**Written exercise**:
Count the lines in the entries below that contain the string "striped", matching upper and lower case. Reply with the number only.

════

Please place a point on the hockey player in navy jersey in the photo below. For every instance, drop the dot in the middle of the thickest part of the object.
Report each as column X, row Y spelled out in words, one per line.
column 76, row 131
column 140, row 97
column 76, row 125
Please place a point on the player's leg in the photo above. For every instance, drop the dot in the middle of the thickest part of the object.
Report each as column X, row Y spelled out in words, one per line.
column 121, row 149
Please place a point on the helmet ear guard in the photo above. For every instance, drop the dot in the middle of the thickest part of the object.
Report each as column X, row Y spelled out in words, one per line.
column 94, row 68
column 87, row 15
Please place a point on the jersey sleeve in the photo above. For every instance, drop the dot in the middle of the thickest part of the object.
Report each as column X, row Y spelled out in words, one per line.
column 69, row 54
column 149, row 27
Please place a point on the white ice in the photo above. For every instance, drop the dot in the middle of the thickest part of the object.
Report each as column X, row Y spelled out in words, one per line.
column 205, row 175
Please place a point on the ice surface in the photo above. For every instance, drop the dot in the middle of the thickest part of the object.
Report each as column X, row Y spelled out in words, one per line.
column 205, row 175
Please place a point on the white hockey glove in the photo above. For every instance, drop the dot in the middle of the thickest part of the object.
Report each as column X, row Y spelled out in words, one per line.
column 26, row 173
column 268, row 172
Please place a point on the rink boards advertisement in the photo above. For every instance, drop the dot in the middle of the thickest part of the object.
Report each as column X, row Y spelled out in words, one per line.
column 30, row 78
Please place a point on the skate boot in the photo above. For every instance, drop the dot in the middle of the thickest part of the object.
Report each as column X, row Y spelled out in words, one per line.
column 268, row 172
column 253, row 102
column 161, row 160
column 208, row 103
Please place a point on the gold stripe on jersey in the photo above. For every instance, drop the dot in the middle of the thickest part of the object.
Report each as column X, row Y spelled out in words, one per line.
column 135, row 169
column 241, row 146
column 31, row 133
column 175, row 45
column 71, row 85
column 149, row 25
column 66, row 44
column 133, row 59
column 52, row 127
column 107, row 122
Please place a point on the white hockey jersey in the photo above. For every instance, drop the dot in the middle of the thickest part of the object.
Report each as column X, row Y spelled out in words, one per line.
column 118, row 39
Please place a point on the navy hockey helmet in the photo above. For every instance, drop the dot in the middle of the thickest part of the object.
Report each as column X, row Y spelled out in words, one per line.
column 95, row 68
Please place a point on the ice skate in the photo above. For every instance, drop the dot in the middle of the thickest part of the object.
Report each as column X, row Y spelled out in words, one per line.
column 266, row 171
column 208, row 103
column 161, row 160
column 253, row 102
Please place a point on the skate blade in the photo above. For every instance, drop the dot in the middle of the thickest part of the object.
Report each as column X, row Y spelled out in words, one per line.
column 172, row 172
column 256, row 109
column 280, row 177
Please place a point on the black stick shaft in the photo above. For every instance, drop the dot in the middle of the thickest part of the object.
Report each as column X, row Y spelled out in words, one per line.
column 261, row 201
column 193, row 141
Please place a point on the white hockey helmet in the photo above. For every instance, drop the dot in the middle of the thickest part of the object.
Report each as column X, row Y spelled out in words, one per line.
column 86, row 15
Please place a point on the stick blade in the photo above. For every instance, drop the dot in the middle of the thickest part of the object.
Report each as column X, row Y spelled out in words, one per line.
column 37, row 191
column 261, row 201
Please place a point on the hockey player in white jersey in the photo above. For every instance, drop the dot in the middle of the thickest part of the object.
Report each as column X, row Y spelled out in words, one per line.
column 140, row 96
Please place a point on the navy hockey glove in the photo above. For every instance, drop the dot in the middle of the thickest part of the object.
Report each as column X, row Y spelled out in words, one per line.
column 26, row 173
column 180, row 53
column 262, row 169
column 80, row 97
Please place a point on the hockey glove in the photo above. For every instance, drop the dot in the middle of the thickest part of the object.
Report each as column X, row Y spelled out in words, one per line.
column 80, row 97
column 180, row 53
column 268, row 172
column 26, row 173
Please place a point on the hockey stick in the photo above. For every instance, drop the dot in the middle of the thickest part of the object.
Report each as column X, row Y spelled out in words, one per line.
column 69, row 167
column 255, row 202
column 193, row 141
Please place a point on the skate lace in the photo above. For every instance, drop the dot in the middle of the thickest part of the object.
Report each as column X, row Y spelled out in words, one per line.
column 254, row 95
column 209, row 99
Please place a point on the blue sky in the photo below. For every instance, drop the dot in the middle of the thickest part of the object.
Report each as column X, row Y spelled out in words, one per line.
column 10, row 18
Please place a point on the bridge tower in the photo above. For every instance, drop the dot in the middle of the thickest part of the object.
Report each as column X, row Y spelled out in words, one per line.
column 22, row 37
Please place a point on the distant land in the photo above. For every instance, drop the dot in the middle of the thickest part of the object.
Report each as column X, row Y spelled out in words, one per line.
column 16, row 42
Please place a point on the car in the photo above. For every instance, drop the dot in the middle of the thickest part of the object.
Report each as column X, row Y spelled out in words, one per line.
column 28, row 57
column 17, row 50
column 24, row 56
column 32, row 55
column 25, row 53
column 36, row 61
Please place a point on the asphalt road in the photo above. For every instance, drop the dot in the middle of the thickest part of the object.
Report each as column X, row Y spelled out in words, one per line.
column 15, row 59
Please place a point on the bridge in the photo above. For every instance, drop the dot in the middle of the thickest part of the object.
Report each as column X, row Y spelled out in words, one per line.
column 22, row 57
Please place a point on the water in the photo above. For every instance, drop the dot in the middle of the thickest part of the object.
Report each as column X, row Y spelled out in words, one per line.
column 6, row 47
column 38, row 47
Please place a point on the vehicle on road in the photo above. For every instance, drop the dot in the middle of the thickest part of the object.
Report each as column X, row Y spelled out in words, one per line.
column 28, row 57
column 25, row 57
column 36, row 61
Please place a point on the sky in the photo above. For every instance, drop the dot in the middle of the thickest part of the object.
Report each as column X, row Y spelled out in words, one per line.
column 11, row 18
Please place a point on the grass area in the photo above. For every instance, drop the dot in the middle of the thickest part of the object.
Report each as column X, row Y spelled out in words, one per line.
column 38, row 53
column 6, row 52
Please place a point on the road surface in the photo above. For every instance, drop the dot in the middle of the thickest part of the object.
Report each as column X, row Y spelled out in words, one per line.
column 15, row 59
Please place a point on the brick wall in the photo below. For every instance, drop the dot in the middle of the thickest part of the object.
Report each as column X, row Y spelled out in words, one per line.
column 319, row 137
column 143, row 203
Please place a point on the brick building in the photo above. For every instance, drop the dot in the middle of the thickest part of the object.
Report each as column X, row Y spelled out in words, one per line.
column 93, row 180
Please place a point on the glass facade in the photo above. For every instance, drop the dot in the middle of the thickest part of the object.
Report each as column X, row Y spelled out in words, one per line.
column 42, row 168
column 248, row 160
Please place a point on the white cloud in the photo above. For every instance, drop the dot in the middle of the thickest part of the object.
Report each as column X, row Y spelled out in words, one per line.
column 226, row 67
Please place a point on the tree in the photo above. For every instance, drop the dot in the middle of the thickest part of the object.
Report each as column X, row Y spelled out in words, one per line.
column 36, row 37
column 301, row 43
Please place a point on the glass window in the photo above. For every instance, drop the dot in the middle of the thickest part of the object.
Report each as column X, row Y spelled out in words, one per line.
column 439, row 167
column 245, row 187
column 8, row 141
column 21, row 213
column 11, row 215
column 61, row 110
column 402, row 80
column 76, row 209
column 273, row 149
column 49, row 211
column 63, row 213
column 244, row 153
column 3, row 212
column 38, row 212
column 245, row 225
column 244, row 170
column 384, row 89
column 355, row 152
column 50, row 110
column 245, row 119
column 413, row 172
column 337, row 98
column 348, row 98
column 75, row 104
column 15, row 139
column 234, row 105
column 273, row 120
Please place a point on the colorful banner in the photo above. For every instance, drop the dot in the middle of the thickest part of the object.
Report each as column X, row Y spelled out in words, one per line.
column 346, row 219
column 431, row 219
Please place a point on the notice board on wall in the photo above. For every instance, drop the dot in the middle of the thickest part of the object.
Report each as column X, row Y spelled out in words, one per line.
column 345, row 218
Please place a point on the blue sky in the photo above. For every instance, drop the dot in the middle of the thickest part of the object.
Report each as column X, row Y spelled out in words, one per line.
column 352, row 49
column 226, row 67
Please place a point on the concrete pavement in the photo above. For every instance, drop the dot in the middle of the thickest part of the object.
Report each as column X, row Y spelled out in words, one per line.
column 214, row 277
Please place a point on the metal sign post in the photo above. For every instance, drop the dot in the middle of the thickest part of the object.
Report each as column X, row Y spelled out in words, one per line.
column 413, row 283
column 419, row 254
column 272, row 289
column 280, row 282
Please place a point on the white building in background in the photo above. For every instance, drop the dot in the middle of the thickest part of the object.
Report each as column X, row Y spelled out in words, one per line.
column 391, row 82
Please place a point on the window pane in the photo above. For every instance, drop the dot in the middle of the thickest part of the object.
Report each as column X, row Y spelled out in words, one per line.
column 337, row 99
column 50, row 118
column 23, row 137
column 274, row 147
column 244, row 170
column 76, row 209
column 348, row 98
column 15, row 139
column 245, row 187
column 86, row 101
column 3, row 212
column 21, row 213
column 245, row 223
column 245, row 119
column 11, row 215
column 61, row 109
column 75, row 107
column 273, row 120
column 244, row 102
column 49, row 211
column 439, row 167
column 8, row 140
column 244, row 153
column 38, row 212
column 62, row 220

════

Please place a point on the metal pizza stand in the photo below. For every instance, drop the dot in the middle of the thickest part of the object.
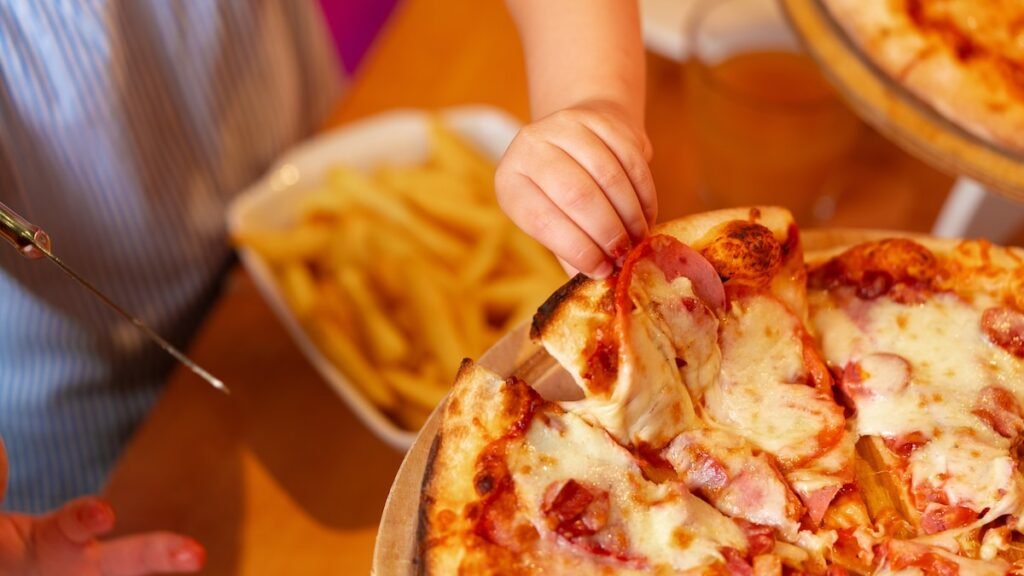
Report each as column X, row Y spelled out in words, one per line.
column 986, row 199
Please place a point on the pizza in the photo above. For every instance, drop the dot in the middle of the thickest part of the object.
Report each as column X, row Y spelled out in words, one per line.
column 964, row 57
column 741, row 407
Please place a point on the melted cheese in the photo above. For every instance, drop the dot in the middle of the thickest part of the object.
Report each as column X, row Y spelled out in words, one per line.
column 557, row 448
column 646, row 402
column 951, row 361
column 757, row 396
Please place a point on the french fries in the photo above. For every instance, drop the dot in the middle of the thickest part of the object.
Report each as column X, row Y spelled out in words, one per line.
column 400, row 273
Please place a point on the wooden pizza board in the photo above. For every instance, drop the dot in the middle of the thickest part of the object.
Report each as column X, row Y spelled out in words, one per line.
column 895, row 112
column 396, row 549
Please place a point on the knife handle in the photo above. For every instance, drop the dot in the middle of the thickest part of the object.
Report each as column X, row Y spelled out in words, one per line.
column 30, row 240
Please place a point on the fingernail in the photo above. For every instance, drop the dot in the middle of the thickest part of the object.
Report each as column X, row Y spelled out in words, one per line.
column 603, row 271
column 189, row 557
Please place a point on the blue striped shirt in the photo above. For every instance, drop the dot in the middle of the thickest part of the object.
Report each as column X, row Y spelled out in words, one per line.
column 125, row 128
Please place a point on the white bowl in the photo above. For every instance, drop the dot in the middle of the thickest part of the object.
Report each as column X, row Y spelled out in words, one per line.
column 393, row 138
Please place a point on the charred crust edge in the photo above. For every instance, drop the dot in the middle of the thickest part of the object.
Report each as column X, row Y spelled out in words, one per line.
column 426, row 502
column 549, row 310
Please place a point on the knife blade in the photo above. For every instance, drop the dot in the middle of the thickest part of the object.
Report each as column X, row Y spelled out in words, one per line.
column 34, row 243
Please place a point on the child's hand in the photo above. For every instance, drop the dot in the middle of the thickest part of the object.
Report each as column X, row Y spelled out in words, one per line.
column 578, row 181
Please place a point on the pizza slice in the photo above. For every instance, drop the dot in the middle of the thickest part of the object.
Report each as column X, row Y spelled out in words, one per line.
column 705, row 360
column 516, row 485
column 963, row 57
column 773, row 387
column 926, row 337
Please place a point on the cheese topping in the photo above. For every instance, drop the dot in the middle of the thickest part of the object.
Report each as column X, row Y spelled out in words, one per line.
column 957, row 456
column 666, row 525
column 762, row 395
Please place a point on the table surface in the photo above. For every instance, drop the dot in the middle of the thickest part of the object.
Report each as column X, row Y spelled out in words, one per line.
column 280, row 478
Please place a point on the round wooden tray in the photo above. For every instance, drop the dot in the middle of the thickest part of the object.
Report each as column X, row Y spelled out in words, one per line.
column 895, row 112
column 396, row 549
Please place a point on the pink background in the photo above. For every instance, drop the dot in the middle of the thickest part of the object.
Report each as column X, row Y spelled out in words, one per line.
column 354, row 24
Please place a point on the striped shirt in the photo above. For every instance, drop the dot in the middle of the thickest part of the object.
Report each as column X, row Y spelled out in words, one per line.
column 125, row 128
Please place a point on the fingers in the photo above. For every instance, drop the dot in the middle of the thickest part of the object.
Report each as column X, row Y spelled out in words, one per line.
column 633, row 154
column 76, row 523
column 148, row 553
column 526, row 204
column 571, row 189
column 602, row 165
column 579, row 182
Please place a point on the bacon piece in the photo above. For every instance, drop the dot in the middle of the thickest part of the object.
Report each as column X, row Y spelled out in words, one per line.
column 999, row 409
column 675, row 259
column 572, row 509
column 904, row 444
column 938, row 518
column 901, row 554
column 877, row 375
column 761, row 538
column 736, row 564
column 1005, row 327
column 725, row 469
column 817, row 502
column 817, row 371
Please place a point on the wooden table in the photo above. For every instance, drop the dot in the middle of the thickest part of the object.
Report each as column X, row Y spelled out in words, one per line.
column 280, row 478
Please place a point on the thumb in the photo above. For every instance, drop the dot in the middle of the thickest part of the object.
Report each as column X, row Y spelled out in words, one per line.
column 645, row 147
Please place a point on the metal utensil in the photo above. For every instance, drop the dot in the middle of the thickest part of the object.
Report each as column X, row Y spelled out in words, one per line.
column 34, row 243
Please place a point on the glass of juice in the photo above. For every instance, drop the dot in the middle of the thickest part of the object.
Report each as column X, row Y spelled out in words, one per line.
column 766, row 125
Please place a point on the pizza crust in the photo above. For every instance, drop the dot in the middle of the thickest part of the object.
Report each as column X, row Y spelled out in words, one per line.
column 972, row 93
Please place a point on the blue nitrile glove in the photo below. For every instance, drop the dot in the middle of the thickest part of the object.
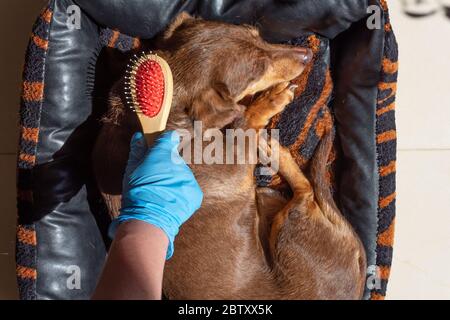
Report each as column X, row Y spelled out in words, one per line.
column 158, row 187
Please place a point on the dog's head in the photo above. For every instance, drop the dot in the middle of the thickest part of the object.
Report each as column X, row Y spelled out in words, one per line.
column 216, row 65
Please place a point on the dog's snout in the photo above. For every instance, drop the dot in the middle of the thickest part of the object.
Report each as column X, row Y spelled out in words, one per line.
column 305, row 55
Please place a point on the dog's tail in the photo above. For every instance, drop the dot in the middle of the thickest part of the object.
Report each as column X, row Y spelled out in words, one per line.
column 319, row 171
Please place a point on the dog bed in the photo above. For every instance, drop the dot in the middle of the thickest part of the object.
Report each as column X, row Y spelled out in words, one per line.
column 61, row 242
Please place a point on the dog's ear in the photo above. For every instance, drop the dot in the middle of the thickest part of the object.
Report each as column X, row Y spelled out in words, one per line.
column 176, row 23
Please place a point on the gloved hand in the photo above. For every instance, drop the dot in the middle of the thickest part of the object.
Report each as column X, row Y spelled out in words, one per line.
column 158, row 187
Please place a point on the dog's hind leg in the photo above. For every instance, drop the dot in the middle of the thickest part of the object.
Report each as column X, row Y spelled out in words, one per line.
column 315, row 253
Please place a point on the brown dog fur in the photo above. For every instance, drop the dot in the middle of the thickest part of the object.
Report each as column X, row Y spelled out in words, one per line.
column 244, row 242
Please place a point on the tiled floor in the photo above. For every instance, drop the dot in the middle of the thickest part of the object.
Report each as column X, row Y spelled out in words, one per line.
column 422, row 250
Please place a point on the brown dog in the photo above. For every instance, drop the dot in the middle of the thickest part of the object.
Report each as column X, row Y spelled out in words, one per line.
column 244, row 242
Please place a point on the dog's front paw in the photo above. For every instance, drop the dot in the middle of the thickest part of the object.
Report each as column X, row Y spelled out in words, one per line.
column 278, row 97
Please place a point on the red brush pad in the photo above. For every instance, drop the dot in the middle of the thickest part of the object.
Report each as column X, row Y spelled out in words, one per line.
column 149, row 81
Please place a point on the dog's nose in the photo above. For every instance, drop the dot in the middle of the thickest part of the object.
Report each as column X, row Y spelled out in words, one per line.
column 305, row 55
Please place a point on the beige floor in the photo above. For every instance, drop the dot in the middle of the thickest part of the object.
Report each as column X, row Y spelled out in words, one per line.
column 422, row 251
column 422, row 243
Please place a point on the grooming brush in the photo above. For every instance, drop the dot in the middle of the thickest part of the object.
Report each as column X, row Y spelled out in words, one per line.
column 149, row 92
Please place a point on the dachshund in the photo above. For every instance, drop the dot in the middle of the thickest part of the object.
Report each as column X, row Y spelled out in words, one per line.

════

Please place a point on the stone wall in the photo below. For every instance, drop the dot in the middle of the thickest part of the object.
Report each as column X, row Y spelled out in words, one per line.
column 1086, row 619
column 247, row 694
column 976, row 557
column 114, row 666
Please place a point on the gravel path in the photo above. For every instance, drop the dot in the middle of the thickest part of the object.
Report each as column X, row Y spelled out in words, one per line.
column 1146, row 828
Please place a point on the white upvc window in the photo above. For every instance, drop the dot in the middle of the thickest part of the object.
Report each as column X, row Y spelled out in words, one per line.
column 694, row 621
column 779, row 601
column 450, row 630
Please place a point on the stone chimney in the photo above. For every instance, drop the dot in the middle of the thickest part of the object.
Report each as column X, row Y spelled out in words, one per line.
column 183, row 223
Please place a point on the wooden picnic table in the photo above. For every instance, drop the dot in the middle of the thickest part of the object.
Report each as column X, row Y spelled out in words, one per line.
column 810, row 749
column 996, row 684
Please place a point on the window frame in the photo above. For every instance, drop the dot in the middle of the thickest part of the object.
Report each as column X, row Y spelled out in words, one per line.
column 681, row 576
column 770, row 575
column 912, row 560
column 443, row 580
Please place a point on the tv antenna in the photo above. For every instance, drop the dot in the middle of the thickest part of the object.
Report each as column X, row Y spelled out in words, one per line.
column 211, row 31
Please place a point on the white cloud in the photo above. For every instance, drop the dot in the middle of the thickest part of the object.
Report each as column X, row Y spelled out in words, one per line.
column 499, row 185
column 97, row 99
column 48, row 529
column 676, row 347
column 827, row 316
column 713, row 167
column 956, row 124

════

**Reply**:
2